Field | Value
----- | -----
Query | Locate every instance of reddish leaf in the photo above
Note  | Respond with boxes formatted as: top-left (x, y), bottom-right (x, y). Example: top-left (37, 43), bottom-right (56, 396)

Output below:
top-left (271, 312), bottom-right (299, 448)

● **TO DO**
Please write out the rows above word for word, with every line unchanged.

● **COMPLETED TASK**
Field | Value
----- | -----
Query | Locate every instance of reddish leaf in the photo above
Note  | Respond with boxes formatted as: top-left (x, y), bottom-right (x, y). Example: top-left (37, 43), bottom-right (56, 396)

Output below:
top-left (271, 312), bottom-right (299, 448)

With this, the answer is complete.